What to do – Give the records back in full, exactly as they read.

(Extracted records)
· · · · · · ·

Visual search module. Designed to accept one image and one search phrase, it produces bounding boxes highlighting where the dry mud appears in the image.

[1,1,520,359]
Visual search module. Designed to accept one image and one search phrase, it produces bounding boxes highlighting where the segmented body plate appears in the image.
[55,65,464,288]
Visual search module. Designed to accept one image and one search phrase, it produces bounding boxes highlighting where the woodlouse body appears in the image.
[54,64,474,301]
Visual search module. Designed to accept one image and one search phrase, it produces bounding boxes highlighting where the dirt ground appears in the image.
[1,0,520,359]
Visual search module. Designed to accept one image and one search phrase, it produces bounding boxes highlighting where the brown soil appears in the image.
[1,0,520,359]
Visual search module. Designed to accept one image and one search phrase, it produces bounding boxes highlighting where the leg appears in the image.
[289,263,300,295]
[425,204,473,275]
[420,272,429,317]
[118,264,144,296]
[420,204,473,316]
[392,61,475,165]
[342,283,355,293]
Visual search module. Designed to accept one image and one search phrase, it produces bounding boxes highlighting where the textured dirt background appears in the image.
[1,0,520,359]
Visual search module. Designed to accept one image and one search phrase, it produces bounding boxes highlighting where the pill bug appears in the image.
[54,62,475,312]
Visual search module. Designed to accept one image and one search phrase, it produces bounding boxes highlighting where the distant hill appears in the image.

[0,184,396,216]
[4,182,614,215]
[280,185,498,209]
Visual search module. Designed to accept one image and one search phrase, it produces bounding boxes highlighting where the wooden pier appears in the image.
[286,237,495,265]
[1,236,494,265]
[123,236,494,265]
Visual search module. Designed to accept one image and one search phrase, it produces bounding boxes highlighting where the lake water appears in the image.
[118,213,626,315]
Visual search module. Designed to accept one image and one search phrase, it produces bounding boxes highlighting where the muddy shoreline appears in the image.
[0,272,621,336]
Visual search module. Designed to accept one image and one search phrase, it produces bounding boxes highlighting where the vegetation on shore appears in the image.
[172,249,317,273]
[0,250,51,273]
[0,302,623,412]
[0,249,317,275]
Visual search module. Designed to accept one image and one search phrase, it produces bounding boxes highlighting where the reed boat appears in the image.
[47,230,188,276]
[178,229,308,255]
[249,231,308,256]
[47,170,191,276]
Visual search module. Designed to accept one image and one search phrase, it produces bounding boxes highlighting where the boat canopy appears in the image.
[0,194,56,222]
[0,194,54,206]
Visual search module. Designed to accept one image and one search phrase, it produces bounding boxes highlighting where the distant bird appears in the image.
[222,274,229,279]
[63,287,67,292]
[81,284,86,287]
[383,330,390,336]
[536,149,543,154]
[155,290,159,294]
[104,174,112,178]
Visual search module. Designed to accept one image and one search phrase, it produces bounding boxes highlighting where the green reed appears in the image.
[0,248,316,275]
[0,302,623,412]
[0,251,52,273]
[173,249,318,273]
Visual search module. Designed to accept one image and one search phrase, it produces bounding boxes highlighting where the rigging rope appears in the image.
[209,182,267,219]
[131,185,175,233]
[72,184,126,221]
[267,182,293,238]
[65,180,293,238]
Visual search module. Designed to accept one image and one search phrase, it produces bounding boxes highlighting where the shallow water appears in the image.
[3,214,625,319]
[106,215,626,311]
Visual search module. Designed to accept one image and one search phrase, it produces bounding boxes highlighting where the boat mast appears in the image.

· · · · · · ·

Solved exercise –
Visual search module. Designed to accept one image and one search phrase, it produces bounding boxes highlighting where the dry mud appears in the image.

[1,1,520,359]
Visual search module. Designed to accept one image and one search phrase, it produces bounding boxes highlighting where the segmented body plate appears in the image.
[55,65,464,288]
Visual search module. Designed to accept one image and one search phrase, it produces bounding boxes highlighting where the woodlouse body appears in the image.
[54,64,474,301]
Visual search module. Designed to accept one image and one search phrase, it produces bounding boxes highlighting where the dirt ground appears in the image.
[1,0,520,359]
Visual search module. Designed to accept one image and one search phrase, it produces bounding boxes highlighting where the brown soil appears in the image.
[1,0,520,359]
Visual search module. Designed to accept one image and one search phrase, it produces bounding boxes highlighting where the leg appears in the image.
[289,263,300,295]
[425,204,473,275]
[420,272,429,317]
[118,264,144,296]
[420,204,473,316]
[392,61,475,165]
[342,283,355,293]
Visual search module. Designed to accept one image and one search phrase, it produces bounding boxes highlighting where the textured dirt background appears in the image.
[1,0,520,359]
Visual search module. Designed to accept one image and one search phrase, it produces bounding boxes highlighting where the pill bug appears in the image.
[54,62,475,312]
Visual search module. Designed to accept one image and one search phrase, it produces bounding boxes highlighting where the distant hill appears in the image.

[0,184,396,216]
[4,182,614,215]
[280,185,498,209]
Visual search module. Designed to accept one image and one search phrase, it produces bounding boxes highlighting where the wooden pier appears in the image.
[286,237,495,265]
[1,236,494,265]
[123,236,494,265]
Visual search module. Designed to accept one image and one search phrase, it produces bounding boxes highlighting where the lake water appears in the image.
[118,213,626,315]
Visual search module. Designed to accept one image and one search phrase, it produces bounding boxes highlighting where the muddy shoreline appears in the image.
[0,272,621,336]
Visual search module. Designed to accept one image and one search phrase, it produces bounding boxes highlighting where the vegetation on shore appears in the image.
[172,249,317,273]
[0,250,51,273]
[0,302,623,412]
[0,249,317,275]
Visual search module. Designed to accept one image and one search phrase, it produces bounding boxes highlighting where the reed boat appears in the image.
[47,230,188,276]
[178,229,308,255]
[249,231,308,256]
[47,170,191,276]
Visual search module. Designed to accept one image and one search phrase, it produces bounding boxes highlighting where the boat canopy appears in the image.
[0,194,56,222]
[0,194,54,206]
Visual search module. Designed to accept one image and one search phrase, it produces bounding boxes highlighting where the distant bird appears in the image.
[222,274,229,279]
[63,287,67,292]
[81,284,86,287]
[383,330,390,336]
[536,149,543,154]
[155,290,159,294]
[104,174,112,178]
Visual search module. Designed to accept one image and one search phrase, it produces bounding boxes highlighting where the green reed appears in the image.
[0,248,316,275]
[0,302,623,412]
[0,251,52,273]
[173,249,318,273]
Visual search module. Designed to accept one image and one search phrase, it produces bounding boxes highlighting where the rigging rope appears in the image.
[209,182,267,219]
[131,185,175,233]
[72,184,126,221]
[267,182,293,238]
[65,180,293,238]
Visual search module. Designed to accept one image and one search phrase, it produces bounding boxes highlighting where the shallow water appears in the image.
[3,214,625,319]
[106,215,626,311]
Visual search module. Designed to accept one image and one search phrase, it produces bounding boxes highlighting where the boat mast appears in the image.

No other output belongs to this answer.